Below is a listing; copy all of it exactly.
+ + + + + + +
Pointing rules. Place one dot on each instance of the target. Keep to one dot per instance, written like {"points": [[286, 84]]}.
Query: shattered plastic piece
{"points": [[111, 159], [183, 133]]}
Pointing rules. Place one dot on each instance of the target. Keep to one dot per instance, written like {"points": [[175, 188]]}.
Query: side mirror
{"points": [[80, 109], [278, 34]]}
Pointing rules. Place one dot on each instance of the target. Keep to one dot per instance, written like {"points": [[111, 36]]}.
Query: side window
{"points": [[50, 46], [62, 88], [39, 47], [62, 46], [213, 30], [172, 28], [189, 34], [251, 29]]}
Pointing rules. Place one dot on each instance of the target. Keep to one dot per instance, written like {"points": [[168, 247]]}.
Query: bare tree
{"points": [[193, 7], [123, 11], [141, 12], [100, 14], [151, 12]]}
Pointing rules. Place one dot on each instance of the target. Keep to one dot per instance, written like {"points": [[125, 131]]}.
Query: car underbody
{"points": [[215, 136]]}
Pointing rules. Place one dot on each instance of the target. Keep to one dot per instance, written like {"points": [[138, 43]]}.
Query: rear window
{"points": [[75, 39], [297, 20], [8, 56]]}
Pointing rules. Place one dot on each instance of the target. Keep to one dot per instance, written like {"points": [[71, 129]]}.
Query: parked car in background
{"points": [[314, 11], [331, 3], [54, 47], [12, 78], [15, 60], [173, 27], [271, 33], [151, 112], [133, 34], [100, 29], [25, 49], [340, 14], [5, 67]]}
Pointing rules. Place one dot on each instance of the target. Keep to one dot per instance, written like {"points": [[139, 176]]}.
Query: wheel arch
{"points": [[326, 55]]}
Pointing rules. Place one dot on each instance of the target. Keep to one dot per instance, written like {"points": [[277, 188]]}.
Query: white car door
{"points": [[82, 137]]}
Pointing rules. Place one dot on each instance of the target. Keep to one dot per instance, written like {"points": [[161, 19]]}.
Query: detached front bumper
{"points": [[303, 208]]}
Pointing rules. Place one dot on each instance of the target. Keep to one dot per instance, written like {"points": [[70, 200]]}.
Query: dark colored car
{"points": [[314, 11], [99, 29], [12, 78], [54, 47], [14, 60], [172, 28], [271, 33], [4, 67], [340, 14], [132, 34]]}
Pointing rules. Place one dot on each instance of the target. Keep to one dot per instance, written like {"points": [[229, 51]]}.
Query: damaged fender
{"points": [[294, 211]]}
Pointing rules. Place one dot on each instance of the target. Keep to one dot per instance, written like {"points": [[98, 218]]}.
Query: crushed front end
+ + + + + + +
### Result of this exercise
Pointing rules. Place one dot on each instance of the target. Keep to one dot per instance, written like {"points": [[286, 84]]}.
Query: shattered plastic piece
{"points": [[111, 159], [183, 133]]}
Pointing rules. Place one dot on each instance of the target. Keep to one dot per instance, written like {"points": [[175, 188]]}.
Query: side mirror
{"points": [[80, 109], [278, 34]]}
Pointing rules. Place one dot on each instance of the target. Keep to one dot per instance, written like {"points": [[111, 36]]}.
Query: side window
{"points": [[50, 46], [62, 88], [39, 47], [62, 46], [213, 30], [172, 28], [189, 34], [251, 29]]}
Pointing rules. Place one dot on each instance of the target. Keep to one dot per instance, written like {"points": [[168, 247]]}.
Query: bare tree
{"points": [[193, 7], [123, 11], [141, 12], [100, 14], [151, 12]]}
Pointing rules. Place one dot on each instance of the target. Keep to one dot per instance, written like {"points": [[125, 131]]}.
Query: car underbody
{"points": [[215, 136]]}
Pointing rules. Place one dot on each instance of the target. Keep to one dot per instance, written like {"points": [[138, 43]]}.
Query: rear window
{"points": [[75, 39], [297, 20], [8, 56]]}
Pointing rules. Place one dot on each instance of the target. Keep to one dot per instance, written like {"points": [[71, 129]]}.
Query: parked car in background
{"points": [[314, 11], [331, 3], [54, 47], [12, 78], [15, 60], [173, 27], [271, 33], [151, 112], [133, 34], [100, 29], [25, 49], [340, 14], [5, 67]]}
Pointing rules. Place one dot on each instance of the target. Keep to one dot per instance, written like {"points": [[139, 176]]}.
Query: wheel arch
{"points": [[326, 55]]}
Pointing rules. Place one dot on each instance of the target. Keep to one dot per instance, written like {"points": [[277, 188]]}.
Query: white car door
{"points": [[82, 137]]}
Pointing rules. Place one dot on each instance of the target. Keep to one dot per instance, written like {"points": [[161, 19]]}.
Query: detached front bumper
{"points": [[303, 208]]}
Pointing rules. Place one dot on each instance of the target. Keep to one dot per instance, written like {"points": [[70, 200]]}.
Query: dark colored car
{"points": [[314, 11], [99, 29], [12, 78], [54, 47], [14, 60], [172, 28], [271, 33], [4, 67], [340, 14], [132, 34]]}
Pointing rules. Place one dot on each instance of the target. Keep to one dot per instance, written like {"points": [[229, 51]]}.
Query: damaged fender
{"points": [[294, 211]]}
Pointing rules. Place one dot on each instance of the target. Keep to one dot per instance, written like {"points": [[98, 218]]}.
Query: crushed front end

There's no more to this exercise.